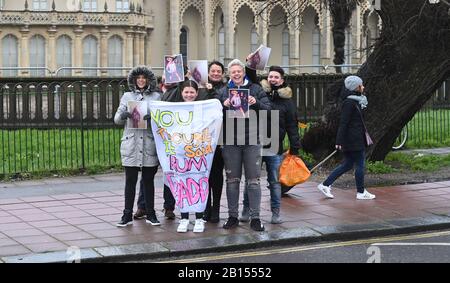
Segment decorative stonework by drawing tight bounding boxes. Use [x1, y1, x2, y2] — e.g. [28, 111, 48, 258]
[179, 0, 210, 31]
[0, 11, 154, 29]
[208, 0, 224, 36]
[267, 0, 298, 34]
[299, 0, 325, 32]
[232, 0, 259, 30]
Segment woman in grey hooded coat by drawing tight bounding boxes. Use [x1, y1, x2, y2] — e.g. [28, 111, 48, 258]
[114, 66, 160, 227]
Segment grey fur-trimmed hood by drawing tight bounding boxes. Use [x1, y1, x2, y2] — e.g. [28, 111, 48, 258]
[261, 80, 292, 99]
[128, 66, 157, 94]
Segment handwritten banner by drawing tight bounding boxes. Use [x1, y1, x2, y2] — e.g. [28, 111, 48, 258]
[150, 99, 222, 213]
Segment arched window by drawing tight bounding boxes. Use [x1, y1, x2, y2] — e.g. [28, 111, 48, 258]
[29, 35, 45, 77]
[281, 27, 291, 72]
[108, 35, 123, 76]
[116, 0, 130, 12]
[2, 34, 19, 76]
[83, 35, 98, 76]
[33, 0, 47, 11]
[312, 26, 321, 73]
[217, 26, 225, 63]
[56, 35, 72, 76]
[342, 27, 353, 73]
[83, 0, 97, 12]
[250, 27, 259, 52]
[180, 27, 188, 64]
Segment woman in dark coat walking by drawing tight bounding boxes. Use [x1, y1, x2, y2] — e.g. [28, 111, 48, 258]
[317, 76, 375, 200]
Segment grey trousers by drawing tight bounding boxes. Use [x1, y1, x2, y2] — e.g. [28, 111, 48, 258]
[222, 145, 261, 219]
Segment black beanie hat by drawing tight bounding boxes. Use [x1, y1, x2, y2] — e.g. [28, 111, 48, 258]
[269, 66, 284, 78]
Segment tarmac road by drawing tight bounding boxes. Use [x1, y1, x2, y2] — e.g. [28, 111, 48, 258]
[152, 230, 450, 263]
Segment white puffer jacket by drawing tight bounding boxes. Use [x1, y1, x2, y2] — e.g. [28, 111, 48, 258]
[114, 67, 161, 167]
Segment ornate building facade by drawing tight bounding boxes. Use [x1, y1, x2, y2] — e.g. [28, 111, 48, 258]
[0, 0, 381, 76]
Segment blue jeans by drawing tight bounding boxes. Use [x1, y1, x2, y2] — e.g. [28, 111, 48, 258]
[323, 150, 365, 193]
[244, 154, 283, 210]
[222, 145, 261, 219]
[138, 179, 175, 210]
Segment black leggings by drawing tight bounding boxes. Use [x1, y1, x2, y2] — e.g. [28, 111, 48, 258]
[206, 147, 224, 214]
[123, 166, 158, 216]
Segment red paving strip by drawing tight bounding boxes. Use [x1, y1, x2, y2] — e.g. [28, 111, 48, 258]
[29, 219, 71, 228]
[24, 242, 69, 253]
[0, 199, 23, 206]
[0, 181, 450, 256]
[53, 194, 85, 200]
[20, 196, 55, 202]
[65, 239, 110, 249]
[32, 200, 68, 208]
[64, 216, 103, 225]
·····
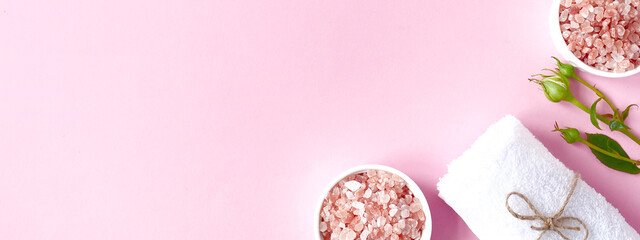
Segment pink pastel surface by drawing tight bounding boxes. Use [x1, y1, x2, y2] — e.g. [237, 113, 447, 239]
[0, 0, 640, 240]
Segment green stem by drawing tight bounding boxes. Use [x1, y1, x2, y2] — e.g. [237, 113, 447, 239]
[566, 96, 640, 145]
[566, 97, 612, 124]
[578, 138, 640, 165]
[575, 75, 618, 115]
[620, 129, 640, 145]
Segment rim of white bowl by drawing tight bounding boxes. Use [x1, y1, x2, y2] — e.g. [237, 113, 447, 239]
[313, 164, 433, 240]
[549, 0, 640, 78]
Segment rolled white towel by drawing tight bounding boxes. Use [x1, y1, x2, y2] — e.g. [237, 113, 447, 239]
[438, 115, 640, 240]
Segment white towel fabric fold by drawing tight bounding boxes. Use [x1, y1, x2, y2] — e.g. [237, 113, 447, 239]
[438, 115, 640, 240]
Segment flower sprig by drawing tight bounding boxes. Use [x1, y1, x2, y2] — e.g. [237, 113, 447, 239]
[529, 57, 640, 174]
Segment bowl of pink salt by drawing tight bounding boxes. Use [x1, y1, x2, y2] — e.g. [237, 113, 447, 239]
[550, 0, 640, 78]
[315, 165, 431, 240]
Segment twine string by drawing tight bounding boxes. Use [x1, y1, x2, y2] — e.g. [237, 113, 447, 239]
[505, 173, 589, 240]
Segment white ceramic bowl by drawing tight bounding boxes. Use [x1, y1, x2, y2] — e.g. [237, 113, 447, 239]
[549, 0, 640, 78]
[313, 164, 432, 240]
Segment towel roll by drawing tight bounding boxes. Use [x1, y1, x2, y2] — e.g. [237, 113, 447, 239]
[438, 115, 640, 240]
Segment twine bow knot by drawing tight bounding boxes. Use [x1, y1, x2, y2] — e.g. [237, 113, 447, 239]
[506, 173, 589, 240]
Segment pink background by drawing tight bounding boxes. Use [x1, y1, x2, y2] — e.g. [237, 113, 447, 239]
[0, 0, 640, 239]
·····
### Requirements
Turn the lines of the items above, from the one holding "Segment white towel" to the one holding "[0, 0, 640, 239]", both ends included, into a numbered list. Leave out any blank lines.

### Full response
1. Segment white towel fabric fold by drawing tight bounding boxes. Use [x1, y1, x2, y2] — e.g. [237, 113, 447, 239]
2. [438, 115, 640, 240]
3. Segment flower sprig by drawing tight bounding boxes. Use [x1, y1, x2, y2] — e.g. [237, 113, 447, 239]
4. [529, 57, 640, 174]
5. Segment bowl of pink salt by drawing tight bounding boxes. Use [x1, y1, x2, y2] — e.g. [237, 113, 447, 239]
6. [550, 0, 640, 78]
7. [315, 165, 431, 240]
8. Segment twine string by drawing tight bounding boxes. Use [x1, y1, x2, y2] — e.g. [237, 113, 447, 239]
9. [505, 173, 589, 240]
10. Segment white ceramic bowl by drawing tight bounding boxes. Use [x1, y1, x2, y2] — e.g. [237, 113, 447, 239]
11. [549, 0, 640, 78]
12. [313, 164, 432, 240]
13. Segment towel roll by drawing tight bounding boxes. Use [x1, y1, x2, y2] — e.g. [237, 113, 447, 239]
14. [438, 115, 640, 240]
15. Segment twine bow knot by drawing tight bounding boxes. Use [x1, y1, x2, y2] — e.g. [237, 113, 447, 239]
16. [506, 173, 589, 240]
17. Segment pink background by drawing tight bounding boxes. Use [x1, y1, x2, y2] — e.g. [237, 113, 447, 239]
18. [0, 0, 640, 239]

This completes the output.